THE PROBLEM
For the post on faith and stewardship below, state whether each statement agrees with it: (a) The writer considers finances the more difficult thing to steward. (b) The writer had a job toward the end of 2011. (c) The writer's roommate was someone met at church. Answer each with yes or no and quote the deciding words of the post.

SELECTED TEXT
• • • • •
That said, I have been growing closer and closer to our triune Creator, and learning to rely more and more upon Him. As I recently told my senior pastor, the scriptures are the realest thing I’ve ever experienced and they continue to become more and more real every day.

It took me approximately four long years of searching the scriptures, attempting to live the scriptures and just very recently 100% trusting the scriptures. I am at a place where I am constantly mindful of whether I am trying to see my will done or His; I repent of any worry and I ask for forgiveness when I start pre-planning what I need to say to people I’m meeting in life. I’m also being tested in my stewardship, not just of finances but also of time. Time is perhaps the more difficult thing to steward and yet it is the thing in which we are all equal. We do not all have access to the same amount of finances but Elohim HAS given us the same amount of time each day. How much of our time are we investing into our walk with Him, sharing Him with a lost and dying world, advancing His Kingdom and being the light in the darkness?

I am encouraged that each day it is becoming easier and easier to rely on Him and easier and easier to sublimate myself to His will, but I am a long way from having “arrived” and a much longer way from “perfection.” I feel that I am at least bearing fruit, particularly some of the fruits of the spirit. In this season I am concerned about my fruit of self-control, which is one of the least talked about fruits. It seems many people are not so keen on discipline and would rather want for grace, but I wonder why we can’t have the fullness of both? A healthy body is helpful in ministry, especially if Elohim is calling you to be up for 24 or more hours at a time. You may find yourself in that situation where Yeshua is asking you to stay up for one more hour and pray with him and yet you find yourself giving in to your flesh just as the 12 did. One of the promises I want to see come to pass is the promise of Yeshua that we will do “these and greater things” by following his teaching and relying upon the Ruach Qodesh.

Be encouraged knowing that, as the scriptures say, trials and tribulations build perseverance, perseverance builds character, and character builds hope.

Getting back into the swing of things

So, as I mentioned in my last brief post, I had been in a psych ward recently. Well, some of that followed me home in a bit of a naive decision to be a roommate with someone I had met in the ward. It caused some headaches and definitely stretched my faith and character.

My mentor and senior pastor tells me (and it is true) that I can still exercise too much selfishness. The last two years of my life have been pretty selfish – I was leeching off the VA and SSDI without much to show other than progress toward a 4 year degree. I am moving into a season where I can begin to exercise some degree of normalcy over how my day to day living is, the first time that’s been true really since having a job back toward the end of 2011. I am looking forward to building healthy habits such as having time to write, time to read, time to play music, time to work out, time to learn how to cook and shop for healthy food, and things of that nature.

It certainly wouldn’t hurt to find a godly man who needs a roommate but isn’t as crazy as I sometimes am or at least have the potential to be (certified 100% by the VA!)
• • • • •
Segmentation mask data:
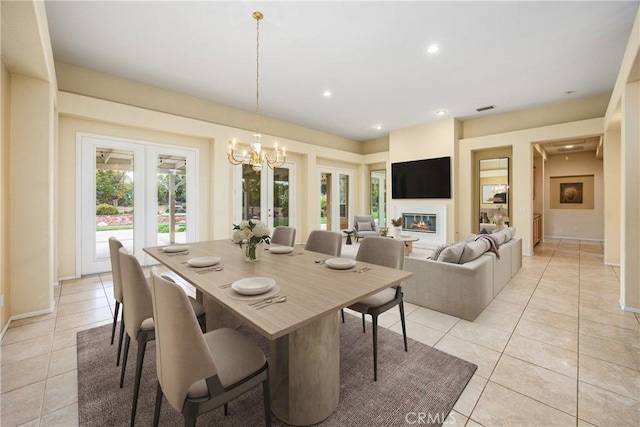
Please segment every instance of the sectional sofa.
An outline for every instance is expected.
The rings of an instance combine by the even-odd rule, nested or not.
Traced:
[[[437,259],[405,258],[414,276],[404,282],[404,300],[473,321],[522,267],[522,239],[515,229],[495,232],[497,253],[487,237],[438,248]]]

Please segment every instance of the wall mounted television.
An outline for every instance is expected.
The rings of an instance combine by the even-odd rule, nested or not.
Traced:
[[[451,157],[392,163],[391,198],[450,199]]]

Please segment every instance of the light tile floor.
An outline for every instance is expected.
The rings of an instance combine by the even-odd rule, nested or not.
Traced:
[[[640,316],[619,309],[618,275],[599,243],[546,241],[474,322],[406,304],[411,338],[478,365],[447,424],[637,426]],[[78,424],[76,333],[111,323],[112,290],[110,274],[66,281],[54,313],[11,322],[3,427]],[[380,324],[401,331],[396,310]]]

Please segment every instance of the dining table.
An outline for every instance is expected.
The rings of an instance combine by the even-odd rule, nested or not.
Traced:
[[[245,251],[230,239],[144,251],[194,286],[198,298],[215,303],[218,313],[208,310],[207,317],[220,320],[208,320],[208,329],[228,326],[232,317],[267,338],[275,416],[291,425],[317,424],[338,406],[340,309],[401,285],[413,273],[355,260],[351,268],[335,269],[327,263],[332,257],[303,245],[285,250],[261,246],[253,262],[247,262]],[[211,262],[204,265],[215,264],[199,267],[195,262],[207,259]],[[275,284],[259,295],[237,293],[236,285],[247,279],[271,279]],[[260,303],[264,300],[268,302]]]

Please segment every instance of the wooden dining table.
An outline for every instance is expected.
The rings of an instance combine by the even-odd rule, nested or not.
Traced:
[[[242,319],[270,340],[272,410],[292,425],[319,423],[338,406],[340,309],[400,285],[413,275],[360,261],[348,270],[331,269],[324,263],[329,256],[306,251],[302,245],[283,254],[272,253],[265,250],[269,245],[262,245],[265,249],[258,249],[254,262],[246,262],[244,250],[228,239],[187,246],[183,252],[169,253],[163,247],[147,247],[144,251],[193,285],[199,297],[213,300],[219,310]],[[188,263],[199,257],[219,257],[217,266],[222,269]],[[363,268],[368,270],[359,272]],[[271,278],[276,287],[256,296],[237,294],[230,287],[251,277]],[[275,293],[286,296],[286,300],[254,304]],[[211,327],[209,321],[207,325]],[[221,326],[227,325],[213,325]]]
• • • • •
ANSWER
(a) No: "Time is perhaps the more difficult thing to steward"
(b) Yes: "since having a job back toward the end of 2011"
(c) No: "to be a roommate with someone I had met in the ward"